**Stored items**
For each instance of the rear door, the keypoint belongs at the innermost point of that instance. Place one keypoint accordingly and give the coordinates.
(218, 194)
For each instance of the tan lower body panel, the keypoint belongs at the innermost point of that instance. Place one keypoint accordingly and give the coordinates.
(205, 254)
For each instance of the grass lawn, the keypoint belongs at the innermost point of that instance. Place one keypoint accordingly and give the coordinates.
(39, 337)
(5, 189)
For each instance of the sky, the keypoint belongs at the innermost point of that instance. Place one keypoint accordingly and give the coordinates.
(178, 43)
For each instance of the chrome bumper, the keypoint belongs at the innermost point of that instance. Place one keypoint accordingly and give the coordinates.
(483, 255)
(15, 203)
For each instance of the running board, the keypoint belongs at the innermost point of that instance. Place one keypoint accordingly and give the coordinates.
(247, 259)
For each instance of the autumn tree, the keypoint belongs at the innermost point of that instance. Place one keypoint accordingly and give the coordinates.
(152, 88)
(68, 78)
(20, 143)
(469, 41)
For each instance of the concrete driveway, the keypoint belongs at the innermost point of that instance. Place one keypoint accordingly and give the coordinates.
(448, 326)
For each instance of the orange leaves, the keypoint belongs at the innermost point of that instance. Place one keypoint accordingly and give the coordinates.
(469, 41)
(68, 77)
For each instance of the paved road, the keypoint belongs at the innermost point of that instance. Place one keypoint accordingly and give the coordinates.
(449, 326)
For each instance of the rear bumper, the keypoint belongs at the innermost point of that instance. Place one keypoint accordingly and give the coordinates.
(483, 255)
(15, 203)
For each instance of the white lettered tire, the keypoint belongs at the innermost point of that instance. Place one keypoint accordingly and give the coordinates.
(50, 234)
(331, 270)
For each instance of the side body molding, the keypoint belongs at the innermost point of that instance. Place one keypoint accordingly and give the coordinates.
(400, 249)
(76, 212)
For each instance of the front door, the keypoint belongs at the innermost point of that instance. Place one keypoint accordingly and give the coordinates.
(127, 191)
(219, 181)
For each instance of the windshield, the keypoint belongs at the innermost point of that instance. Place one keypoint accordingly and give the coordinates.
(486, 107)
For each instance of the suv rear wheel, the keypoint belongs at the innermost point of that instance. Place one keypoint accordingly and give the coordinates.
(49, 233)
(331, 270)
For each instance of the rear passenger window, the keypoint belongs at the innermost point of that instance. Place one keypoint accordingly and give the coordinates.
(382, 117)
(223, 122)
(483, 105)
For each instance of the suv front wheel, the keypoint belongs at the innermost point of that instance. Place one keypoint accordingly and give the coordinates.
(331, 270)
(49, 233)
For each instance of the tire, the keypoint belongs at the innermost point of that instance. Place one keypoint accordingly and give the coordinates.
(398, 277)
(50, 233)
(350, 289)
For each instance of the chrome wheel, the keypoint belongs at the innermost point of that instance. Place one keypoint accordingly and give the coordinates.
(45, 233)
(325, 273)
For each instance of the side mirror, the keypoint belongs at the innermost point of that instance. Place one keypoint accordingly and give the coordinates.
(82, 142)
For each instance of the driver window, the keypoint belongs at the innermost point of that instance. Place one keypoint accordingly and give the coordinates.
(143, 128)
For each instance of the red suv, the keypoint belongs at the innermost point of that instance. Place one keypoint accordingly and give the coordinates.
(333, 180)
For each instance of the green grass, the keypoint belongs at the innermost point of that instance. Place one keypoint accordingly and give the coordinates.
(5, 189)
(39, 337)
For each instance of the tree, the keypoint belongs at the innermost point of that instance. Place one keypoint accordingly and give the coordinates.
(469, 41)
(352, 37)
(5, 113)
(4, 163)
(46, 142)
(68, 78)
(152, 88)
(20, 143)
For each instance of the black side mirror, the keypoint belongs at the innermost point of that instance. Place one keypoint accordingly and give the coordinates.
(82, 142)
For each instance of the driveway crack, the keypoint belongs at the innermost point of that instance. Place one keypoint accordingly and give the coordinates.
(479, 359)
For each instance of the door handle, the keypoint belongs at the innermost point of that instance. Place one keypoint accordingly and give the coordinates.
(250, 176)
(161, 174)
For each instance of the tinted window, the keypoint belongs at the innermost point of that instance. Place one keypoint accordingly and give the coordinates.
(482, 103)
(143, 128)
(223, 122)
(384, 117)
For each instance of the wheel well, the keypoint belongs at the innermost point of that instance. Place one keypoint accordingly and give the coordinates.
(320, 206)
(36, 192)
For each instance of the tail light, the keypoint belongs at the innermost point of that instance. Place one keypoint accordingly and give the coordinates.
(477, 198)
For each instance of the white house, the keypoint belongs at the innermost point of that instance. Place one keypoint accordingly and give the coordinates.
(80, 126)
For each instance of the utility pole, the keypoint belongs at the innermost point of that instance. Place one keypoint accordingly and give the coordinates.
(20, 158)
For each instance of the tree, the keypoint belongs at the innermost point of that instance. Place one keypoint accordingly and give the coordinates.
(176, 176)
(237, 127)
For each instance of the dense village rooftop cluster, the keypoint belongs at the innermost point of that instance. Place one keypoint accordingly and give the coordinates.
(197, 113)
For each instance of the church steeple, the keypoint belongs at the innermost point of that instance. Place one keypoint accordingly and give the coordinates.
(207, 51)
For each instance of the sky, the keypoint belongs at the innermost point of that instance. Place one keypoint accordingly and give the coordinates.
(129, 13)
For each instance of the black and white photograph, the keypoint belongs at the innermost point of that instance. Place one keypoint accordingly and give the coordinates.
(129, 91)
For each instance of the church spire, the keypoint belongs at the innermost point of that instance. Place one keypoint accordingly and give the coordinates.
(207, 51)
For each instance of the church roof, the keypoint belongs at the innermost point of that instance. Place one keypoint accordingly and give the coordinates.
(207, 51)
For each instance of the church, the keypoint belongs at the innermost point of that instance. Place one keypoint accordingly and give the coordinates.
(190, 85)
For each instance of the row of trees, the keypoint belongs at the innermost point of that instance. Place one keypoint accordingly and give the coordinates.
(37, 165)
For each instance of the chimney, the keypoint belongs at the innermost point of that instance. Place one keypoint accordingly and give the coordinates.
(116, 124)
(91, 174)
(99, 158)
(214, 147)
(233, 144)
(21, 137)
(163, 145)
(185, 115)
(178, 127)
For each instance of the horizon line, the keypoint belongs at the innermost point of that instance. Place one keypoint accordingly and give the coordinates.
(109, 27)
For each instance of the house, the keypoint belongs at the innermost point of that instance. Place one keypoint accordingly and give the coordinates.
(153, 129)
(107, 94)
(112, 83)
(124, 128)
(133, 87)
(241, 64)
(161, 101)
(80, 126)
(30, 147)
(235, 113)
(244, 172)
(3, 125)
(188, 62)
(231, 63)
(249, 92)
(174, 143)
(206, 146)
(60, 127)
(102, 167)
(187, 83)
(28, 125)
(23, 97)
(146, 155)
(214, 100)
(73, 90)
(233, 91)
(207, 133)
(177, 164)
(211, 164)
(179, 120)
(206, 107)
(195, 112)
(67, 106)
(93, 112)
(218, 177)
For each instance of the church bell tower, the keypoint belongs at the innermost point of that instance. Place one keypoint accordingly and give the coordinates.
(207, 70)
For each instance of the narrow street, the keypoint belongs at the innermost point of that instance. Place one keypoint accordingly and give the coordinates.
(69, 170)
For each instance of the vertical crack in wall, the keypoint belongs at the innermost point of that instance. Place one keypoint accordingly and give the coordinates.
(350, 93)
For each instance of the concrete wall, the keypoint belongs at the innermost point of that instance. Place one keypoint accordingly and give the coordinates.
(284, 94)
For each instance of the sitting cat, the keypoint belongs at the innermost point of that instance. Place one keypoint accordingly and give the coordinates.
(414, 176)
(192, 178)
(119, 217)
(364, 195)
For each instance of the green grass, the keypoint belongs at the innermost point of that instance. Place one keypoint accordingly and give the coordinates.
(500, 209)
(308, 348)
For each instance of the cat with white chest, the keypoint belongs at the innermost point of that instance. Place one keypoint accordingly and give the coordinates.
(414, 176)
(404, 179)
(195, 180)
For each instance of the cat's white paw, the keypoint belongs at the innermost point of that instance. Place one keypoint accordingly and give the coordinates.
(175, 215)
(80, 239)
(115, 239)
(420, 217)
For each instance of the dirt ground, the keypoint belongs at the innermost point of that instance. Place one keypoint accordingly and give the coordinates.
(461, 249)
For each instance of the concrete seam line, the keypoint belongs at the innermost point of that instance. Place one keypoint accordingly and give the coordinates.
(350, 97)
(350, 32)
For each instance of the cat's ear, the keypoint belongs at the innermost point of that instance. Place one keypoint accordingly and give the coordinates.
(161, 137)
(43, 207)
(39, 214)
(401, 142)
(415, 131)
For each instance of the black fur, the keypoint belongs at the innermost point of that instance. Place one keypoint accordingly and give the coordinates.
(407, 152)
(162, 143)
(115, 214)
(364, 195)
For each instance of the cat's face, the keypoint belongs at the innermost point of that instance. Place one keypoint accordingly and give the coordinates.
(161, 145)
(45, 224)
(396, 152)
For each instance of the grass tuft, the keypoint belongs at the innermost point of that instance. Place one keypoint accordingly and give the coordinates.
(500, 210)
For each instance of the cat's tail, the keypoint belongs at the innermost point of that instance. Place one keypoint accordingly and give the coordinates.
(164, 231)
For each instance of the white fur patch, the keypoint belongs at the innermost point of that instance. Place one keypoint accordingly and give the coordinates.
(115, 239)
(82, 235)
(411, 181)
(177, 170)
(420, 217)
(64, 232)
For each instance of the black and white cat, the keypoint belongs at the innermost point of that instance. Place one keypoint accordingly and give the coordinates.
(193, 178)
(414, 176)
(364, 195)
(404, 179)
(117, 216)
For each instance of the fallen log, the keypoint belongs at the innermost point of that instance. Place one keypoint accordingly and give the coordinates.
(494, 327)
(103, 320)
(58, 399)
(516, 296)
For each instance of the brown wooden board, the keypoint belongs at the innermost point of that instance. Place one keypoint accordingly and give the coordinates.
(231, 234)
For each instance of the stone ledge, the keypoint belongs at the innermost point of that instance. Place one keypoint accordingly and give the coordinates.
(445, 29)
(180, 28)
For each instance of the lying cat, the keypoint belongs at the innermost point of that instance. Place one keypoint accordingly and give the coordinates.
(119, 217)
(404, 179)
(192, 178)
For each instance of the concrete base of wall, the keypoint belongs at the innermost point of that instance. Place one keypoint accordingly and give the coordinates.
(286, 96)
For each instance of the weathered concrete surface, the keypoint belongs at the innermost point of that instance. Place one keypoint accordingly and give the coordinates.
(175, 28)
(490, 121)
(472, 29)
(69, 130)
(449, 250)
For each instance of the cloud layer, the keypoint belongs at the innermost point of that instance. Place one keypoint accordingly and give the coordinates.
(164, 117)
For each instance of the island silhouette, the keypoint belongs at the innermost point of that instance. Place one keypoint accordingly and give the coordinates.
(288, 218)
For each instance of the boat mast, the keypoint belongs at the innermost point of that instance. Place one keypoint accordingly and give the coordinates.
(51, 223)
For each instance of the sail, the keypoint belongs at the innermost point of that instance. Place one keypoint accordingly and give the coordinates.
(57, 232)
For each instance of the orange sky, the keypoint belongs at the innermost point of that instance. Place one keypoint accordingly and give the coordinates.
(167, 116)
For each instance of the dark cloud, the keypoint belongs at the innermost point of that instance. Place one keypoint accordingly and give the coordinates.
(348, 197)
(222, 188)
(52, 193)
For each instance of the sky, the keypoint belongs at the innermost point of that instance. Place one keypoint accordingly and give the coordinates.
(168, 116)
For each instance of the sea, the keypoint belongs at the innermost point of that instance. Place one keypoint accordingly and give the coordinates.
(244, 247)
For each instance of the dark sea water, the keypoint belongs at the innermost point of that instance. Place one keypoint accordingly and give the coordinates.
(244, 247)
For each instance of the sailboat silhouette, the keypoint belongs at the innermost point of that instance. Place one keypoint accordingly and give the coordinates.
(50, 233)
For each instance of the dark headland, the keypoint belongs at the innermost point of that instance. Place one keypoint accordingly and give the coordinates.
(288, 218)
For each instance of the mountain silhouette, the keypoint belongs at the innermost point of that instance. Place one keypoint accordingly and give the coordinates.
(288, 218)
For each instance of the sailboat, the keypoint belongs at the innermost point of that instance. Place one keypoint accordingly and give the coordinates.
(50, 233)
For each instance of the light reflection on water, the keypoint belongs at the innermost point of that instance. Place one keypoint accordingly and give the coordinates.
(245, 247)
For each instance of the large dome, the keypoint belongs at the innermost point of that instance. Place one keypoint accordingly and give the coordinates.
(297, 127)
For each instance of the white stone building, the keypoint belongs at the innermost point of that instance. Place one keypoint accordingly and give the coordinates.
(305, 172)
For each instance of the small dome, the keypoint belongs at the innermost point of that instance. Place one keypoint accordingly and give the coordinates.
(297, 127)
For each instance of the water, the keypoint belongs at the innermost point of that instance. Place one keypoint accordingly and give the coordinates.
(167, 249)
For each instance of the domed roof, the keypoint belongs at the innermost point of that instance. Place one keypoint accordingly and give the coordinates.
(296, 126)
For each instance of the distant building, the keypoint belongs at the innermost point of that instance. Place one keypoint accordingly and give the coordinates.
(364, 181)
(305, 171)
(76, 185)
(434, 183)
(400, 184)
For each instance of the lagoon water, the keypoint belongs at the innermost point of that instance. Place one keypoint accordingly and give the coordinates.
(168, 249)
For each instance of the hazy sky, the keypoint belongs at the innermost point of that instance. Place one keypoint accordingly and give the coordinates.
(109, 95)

**ACTIVITY**
What goes in the answer is the run of lines from the one holding "For each instance of the hazy" to the end of the entries, reproduced exactly and with nothing else.

**ANSWER TO THE EXERCISE**
For each instance of the hazy sky, the keypoint belongs at the innermost point of that instance. Place one keypoint accordingly and give the coordinates.
(109, 95)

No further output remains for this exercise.